Ondertussen bleef ik maar aan de familie van het slachtoffer denken. Hoe voelden zij zich nu? Hadden zij ook nog zoveel vragen bij het ongeval? Uiteindelijk heb ik aan Slachtofferhulp hun telefoonnummer gevraagd zodat ik hen kon contacteren. Ik moest en zou weten of er iets was dat ik voor hen kon doen. Ze nodigden me uit voor een gesprek, maar dat verliep helemaal niet zoals ik had gehoopt… Toen ik daar aankwam zat de hele familie me op te wachten: ‘Wij willen van jou weten wat er die avond écht is gebeurd.’ Die ‘echt’, dat ging bij mij door merg en been. Alsof ik zou liegen over wat ik had meegemaakt. Blijkbaar dachten ze dat de politie mij beschermde, omdat ik buschauffeur was, en dat ik eigenlijk wél in fout was geweest. Dat gesprek leverde niets op, en ik ben er met hangende schouders weer vertrokken…”

Doodzwijgen

Bij de familie van het slachtoffer vond ik dus geen gehoor. Maar ook in mijn eigen omgeving kon ik mijn verhaal moeilijk kwijt. Mijn ouders wilden me wel troosten, maar hadden geen idee welke woorden ze daarvoor moesten gebruiken. En mijn schoonfamilie zweeg het ongeval liever dood. Praatte ik er al eens over in mijn bredere kennissenkring, dan stootte ik vaak op onbegrip. De meeste mensen wuifden het ongeval gewoon weg: ‘Oh, maar je kon er zelf niets aan doen, Geert? Dan moet je dat voorval toch gewoon achter je laten.’

“Een moordenaar, zo zag ik mezelf: ook al kon ik er niks aan doen, ik had die man doodgereden”

* [Te verwerken materiaal]:
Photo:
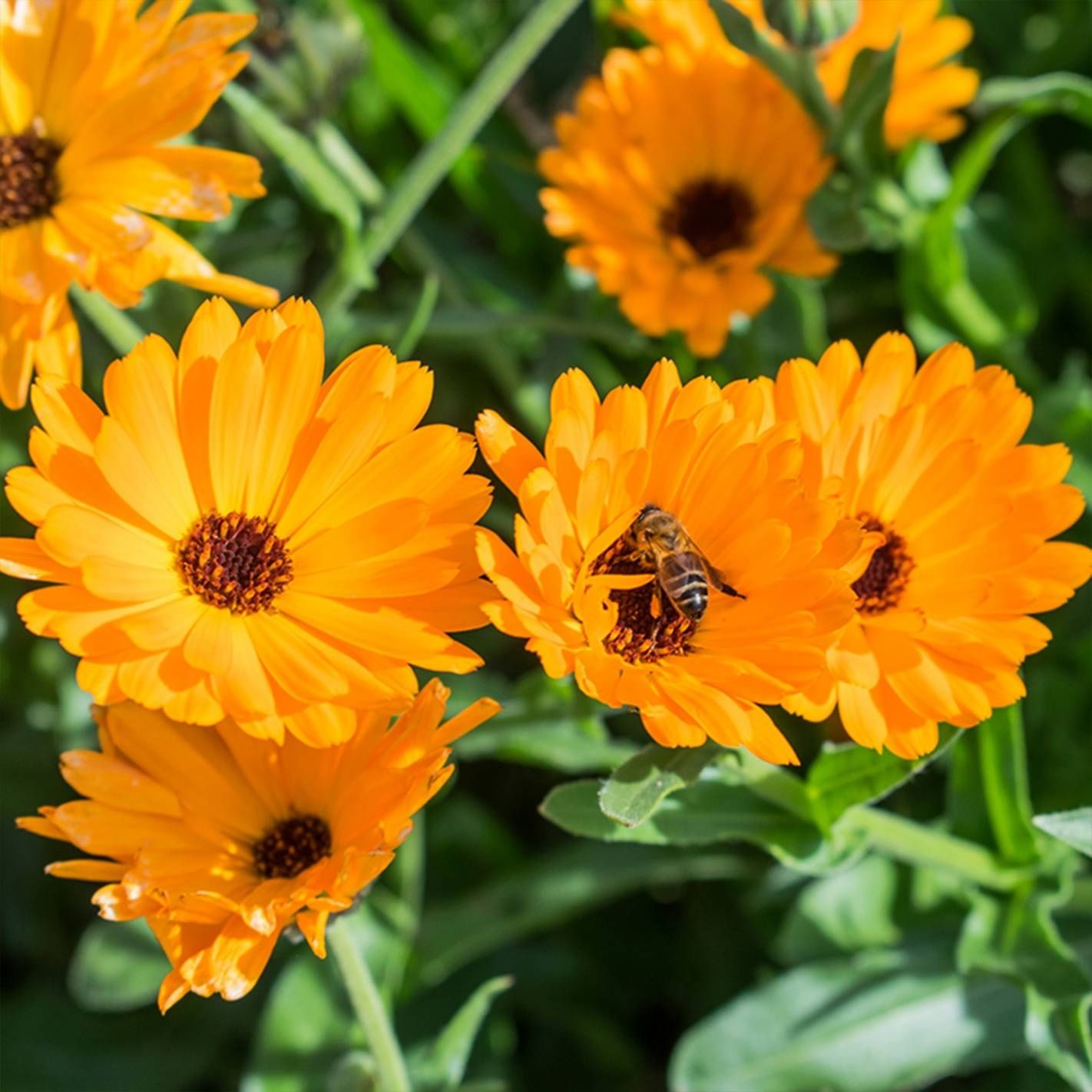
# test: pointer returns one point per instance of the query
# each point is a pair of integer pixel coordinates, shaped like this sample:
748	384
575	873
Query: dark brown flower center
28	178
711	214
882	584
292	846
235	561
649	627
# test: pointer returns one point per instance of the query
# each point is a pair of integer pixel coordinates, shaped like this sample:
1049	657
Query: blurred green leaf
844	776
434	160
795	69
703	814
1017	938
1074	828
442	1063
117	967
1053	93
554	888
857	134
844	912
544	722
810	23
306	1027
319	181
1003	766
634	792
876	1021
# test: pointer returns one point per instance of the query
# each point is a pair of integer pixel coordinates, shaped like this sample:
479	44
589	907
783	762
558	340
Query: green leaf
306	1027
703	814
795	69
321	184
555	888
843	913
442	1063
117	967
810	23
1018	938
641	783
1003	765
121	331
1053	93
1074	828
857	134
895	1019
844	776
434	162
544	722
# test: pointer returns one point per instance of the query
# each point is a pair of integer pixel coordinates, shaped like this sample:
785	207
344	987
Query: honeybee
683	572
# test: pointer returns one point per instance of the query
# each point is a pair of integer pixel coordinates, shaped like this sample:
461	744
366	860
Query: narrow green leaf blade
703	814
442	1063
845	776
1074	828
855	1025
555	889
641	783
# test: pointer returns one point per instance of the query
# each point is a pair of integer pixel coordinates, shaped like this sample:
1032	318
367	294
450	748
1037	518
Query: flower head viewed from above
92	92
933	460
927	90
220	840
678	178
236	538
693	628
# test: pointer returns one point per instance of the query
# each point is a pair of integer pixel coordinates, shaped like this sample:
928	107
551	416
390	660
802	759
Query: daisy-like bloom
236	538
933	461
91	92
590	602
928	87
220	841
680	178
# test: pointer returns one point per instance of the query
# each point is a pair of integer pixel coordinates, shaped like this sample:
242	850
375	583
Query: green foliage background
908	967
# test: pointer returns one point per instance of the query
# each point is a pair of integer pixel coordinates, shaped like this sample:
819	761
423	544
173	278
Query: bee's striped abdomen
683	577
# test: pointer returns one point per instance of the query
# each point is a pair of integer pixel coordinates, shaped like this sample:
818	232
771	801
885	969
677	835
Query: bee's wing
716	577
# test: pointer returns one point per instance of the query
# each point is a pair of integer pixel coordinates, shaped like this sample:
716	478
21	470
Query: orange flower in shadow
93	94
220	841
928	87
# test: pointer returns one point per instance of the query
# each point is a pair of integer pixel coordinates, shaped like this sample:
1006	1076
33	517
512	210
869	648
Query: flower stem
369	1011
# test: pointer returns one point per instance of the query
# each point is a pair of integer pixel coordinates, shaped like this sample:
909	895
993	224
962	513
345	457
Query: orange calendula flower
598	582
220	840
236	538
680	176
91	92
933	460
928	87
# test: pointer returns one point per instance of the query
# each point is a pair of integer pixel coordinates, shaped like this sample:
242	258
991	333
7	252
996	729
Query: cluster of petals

* * *

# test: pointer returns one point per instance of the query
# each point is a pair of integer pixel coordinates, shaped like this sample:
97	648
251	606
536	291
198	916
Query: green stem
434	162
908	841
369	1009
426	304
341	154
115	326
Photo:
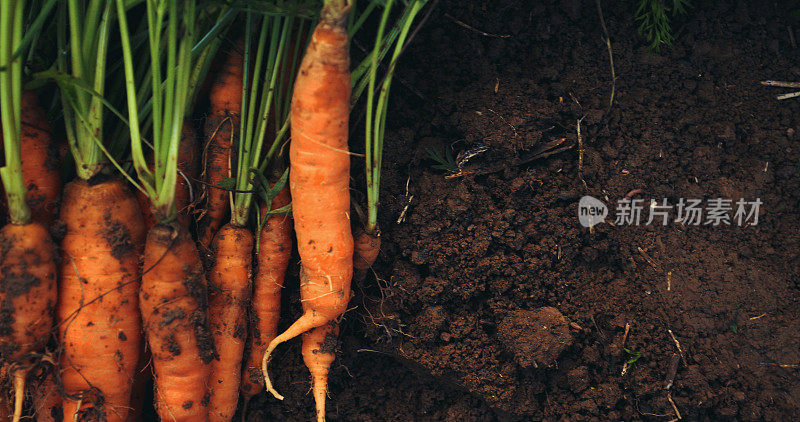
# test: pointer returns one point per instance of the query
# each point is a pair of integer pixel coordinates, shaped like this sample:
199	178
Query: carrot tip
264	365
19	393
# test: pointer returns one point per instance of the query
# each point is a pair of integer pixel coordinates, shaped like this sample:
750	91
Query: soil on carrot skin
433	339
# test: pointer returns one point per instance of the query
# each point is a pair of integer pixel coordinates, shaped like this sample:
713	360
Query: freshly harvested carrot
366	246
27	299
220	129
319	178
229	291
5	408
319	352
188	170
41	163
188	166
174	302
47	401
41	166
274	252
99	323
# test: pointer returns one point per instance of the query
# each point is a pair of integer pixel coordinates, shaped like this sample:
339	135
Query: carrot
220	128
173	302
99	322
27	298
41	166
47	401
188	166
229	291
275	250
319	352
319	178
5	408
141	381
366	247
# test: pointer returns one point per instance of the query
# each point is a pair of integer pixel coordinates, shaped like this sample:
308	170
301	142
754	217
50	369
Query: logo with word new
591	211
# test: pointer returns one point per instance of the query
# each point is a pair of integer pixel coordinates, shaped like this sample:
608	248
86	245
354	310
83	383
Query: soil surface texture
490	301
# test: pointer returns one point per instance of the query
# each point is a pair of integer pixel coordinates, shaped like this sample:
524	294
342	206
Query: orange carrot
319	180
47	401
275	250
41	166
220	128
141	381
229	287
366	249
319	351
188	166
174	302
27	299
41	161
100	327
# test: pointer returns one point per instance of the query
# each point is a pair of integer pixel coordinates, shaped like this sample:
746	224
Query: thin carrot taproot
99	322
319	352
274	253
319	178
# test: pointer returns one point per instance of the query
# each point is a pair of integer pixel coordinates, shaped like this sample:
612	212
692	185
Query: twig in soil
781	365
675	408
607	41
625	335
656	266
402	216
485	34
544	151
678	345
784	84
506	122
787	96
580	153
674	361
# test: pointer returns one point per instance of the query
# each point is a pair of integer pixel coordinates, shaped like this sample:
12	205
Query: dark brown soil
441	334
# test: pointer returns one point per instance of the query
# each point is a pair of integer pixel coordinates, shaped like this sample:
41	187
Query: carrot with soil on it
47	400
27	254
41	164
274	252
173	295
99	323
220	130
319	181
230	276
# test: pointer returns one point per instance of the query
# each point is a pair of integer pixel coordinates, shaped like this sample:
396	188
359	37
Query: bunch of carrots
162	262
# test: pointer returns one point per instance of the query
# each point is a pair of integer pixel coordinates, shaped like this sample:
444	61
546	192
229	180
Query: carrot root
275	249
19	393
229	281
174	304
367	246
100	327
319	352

--

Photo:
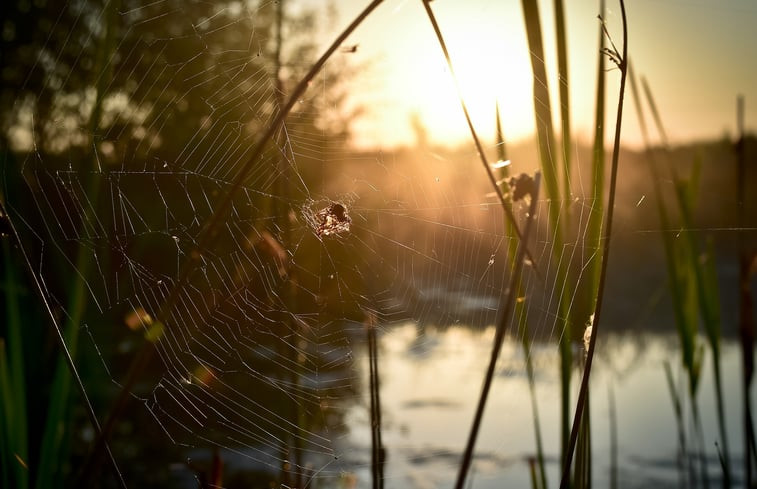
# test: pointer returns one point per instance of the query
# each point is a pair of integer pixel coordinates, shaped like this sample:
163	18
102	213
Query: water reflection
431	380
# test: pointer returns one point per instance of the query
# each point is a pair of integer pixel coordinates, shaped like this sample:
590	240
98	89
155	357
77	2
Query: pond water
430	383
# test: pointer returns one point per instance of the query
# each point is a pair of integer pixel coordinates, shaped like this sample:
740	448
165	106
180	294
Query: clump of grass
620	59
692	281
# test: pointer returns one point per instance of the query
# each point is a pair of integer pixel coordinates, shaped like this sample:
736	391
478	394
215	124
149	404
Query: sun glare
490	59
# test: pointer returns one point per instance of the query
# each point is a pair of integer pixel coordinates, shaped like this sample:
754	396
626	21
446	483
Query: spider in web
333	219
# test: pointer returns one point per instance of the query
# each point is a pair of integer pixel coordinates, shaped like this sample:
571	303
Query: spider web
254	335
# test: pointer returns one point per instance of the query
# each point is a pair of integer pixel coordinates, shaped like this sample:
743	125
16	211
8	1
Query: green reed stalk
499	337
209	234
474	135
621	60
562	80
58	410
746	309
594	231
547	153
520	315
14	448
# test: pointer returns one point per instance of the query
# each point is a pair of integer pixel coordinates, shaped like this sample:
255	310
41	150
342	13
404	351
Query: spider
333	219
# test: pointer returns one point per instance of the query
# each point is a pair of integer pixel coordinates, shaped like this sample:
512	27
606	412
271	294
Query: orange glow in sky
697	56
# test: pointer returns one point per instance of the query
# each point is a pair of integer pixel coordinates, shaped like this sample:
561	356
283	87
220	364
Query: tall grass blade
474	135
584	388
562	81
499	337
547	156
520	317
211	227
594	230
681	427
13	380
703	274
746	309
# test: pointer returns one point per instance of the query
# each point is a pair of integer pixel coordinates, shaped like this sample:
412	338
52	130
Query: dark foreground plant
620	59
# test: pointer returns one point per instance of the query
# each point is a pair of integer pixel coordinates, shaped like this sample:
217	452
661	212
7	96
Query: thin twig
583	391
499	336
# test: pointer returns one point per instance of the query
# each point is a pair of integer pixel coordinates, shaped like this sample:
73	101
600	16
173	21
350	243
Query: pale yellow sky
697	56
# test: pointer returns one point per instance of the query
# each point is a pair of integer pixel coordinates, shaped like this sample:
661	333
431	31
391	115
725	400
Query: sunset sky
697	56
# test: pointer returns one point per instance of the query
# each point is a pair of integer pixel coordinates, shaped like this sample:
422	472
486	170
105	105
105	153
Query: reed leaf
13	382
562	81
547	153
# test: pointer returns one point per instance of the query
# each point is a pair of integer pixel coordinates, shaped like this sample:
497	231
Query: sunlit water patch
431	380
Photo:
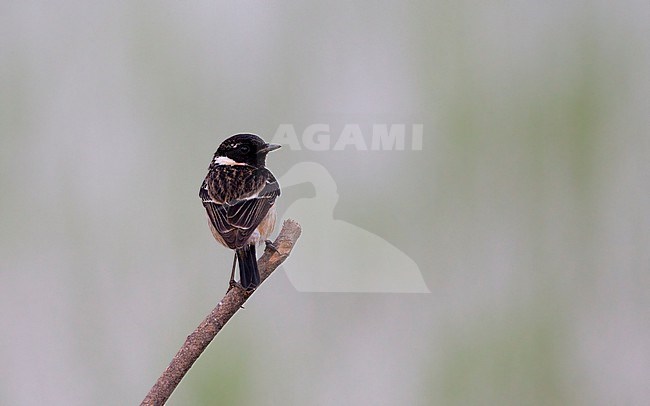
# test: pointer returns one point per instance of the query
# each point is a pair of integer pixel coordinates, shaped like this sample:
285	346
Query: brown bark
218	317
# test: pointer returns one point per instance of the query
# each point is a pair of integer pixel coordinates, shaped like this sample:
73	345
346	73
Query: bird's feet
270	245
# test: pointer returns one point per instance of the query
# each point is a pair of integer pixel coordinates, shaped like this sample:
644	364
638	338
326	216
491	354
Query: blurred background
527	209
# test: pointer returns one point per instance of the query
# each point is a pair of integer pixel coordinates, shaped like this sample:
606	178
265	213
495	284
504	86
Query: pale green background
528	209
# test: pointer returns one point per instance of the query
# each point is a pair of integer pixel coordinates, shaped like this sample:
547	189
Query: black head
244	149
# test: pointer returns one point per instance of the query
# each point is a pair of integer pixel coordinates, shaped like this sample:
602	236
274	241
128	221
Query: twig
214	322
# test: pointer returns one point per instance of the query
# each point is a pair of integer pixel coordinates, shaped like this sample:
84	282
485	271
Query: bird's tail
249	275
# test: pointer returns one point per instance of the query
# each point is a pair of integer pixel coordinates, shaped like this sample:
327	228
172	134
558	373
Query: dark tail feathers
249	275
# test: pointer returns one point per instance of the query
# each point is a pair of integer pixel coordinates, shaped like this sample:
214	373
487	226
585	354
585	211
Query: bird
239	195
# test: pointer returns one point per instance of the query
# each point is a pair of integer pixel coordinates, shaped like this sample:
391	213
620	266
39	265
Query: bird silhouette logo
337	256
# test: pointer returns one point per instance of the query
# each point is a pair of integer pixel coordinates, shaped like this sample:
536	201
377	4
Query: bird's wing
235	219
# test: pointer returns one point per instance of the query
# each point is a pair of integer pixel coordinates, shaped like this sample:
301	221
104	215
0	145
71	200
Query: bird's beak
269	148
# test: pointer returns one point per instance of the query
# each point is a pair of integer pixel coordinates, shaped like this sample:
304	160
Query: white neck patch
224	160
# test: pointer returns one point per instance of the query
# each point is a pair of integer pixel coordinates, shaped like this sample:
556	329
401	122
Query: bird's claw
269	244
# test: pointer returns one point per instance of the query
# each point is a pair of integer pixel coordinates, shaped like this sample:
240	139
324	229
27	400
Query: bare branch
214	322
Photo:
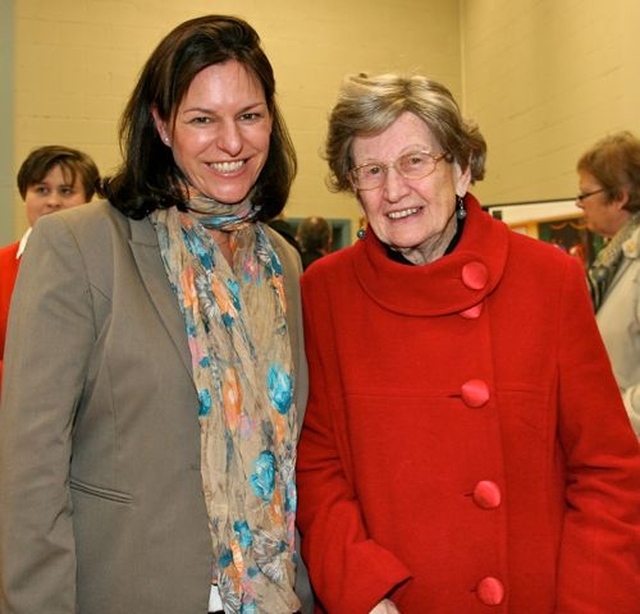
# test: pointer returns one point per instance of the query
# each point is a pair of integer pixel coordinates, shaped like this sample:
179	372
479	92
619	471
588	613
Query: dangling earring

* [Korte opdracht 1]:
Selecteer elke regel uit de records waarin het woord "grass" staat. Let daarbij op het verschil tussen hoofdletters en kleine letters.
* [Korte opdracht 2]:
Schrijf een vervolg op het verhaal over het dodelijke ongeval, aansluitend op de laatste zin ervan.
De tekst en de records hebben niets met elkaar te maken.

* [Het juiste antwoord 1]:
Query: clump of grass
Query: tall grass blade

* [Het juiste antwoord 2]:
Omdat ik van overal hoorde dat het beter zo was, besloot ik het ongeval dan maar weg te duwen. Om voort te ploeteren met mijn leven, en te hopen dat het dan vanzelf wel zou overgaan. Maar het ging niet over, integendeel. Van de Geert van vóór het ongeval bleef na een tijd nauwelijks nog iets over. Vroeger was ik een echte bon vivant, altijd wel in voor een smakelijke grap of een knotsgek idee. Maar nu wilde mijn hoofd gewoon niet meer mee. Ik had steeds minder zin in het leven, sloot mezelf steeds meer op. Ondertussen bleven de wanhopige vragen maar door mijn hoofd malen: Waarom was die man voor mijn bus gesprongen? Hoe ging het nu met de familie van mijn slachtoffer? Tijdens de moeilijkste momenten beet ik mijn vrouw toe dat ik een moordenaar was. Want zo zag ik mezelf: als iemand die het leven van iemand anders had ontnomen, en daarvoor moest boeten. Na een paar maanden was ik nog maar een schim van mezelf. Ik begon te veel te drinken en gleed steeds verder weg in sombere gedachten. ’s Nachts kon ik de slaap niet vatten, omdat ik de gebeurtenissen van die avond steeds weer in mijn hoofd afspeelde. In de plaats ging ik rondzwerven op straat met onze hond, in het donker. Dan kwam ik ten minste geen andere mensen tegen. In het zwartst van die periode heb ik, dat geef ik eerlijk toe, ook aan zelfmoord gedacht. Omdat ik die eindeloze mallemolen in mijn hoofd, die gruwelijke beelden die maar bleven opduiken, gewoon niet meer kon verdragen.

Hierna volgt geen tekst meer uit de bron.